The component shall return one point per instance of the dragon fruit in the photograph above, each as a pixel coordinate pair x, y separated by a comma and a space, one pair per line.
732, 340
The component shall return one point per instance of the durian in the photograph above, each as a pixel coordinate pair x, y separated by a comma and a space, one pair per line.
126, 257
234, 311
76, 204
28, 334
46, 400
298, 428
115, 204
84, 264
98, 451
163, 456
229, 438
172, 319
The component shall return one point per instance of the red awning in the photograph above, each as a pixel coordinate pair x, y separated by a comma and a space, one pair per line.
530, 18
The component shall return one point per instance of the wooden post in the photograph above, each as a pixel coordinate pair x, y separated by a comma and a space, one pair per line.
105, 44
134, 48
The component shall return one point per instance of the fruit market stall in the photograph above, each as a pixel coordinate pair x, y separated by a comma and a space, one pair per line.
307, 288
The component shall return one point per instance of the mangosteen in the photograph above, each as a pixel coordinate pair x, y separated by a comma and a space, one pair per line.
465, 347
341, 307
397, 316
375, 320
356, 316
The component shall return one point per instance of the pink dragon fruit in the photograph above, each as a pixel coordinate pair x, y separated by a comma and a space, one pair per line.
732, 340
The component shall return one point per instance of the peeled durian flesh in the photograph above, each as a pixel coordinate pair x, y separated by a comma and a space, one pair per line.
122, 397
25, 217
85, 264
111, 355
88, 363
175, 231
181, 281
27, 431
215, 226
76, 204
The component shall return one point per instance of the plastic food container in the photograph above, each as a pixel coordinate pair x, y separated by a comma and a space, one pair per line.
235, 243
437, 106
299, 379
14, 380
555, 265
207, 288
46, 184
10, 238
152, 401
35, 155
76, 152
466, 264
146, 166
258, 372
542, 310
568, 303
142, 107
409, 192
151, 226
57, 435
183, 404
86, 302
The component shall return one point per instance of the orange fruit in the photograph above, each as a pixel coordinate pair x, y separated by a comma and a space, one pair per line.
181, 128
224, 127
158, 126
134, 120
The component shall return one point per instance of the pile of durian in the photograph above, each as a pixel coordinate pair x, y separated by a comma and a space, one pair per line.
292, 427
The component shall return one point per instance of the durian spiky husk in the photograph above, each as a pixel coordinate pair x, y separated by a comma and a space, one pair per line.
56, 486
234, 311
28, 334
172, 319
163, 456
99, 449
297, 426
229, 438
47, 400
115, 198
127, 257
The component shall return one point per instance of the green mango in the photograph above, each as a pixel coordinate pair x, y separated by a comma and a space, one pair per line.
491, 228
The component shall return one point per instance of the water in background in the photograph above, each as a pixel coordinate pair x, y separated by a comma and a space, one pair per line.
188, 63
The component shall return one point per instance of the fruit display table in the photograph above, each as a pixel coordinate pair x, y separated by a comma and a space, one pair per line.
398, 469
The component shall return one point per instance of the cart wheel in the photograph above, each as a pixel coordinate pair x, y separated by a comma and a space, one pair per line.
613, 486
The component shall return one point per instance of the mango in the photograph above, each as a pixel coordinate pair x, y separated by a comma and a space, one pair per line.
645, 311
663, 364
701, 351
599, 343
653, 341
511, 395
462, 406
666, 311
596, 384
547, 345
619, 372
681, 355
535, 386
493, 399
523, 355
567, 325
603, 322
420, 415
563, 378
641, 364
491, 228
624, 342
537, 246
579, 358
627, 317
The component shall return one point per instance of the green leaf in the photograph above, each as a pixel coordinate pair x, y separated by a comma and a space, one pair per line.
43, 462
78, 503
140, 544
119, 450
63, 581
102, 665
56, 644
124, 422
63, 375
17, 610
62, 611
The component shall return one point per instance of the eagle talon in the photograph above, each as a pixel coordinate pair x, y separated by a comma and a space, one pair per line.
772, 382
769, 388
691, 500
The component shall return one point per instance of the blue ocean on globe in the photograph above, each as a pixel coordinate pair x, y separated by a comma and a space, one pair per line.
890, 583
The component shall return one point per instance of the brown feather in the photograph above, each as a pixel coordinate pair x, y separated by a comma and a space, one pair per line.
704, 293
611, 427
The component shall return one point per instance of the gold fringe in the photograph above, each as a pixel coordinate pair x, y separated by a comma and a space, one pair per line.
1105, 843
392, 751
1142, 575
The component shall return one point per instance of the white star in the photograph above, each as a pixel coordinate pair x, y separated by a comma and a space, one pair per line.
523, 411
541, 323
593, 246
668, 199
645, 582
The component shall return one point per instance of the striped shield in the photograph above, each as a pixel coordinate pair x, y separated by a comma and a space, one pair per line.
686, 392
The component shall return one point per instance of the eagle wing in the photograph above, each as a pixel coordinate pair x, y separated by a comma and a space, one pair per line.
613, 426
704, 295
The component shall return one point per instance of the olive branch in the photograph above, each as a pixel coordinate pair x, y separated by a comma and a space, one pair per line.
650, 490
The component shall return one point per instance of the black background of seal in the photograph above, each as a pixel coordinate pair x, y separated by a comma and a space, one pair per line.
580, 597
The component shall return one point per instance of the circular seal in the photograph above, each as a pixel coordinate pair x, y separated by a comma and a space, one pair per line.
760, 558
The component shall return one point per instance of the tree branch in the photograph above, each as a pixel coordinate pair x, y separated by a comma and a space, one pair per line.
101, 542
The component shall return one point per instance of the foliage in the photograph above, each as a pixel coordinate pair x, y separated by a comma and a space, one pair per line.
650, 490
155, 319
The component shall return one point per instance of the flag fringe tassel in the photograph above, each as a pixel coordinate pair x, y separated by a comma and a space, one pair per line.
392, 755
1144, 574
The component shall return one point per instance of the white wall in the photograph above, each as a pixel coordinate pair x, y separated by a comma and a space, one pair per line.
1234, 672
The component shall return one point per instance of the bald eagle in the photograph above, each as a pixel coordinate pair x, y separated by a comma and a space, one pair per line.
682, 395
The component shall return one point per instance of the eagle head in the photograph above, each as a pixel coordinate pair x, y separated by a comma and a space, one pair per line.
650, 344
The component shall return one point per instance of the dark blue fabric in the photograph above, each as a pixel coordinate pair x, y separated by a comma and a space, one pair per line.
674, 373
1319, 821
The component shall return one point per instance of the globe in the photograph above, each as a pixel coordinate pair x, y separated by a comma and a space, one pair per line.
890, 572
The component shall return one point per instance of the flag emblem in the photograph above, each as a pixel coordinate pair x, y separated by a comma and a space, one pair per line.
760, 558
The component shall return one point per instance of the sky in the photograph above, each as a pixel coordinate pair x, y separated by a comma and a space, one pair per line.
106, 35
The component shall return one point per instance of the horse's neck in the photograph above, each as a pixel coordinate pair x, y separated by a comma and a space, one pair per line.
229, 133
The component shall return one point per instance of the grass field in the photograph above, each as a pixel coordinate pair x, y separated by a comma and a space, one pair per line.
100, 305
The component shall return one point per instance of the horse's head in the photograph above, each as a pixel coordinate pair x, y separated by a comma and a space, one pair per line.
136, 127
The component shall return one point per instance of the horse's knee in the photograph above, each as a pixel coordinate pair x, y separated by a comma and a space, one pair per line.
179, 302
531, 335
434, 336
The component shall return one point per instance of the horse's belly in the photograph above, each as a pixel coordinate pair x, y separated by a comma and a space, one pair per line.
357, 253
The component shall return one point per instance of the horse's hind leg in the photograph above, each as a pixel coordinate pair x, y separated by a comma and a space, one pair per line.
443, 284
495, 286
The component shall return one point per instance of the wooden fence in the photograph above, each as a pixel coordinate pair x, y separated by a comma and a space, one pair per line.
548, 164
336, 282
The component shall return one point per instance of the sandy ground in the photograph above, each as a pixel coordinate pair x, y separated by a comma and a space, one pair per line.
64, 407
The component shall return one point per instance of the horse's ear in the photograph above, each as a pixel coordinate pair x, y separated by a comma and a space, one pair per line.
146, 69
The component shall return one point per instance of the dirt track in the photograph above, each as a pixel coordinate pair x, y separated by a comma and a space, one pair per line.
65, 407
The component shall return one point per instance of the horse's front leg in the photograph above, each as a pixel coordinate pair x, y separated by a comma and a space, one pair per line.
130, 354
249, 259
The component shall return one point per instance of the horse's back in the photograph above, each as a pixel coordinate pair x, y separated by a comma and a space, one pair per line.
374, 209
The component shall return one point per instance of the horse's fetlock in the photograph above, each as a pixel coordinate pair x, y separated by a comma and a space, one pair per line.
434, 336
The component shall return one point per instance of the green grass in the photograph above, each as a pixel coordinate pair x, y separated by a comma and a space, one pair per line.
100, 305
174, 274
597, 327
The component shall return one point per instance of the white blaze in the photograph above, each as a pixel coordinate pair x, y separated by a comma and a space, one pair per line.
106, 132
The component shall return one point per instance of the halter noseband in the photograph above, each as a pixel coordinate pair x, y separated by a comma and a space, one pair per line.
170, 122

•••

Exercise directions ->
Could you reproduce, exactly as written, the lines running from the one with "The component shall return one point per instance of the halter" to the end of the entries above?

Answer for the task ->
The component shall return one point per instance of the halter noseband in the photograph above, each as a pixel coordinate pair x, y separated by a comma and a space, one pair per line.
170, 122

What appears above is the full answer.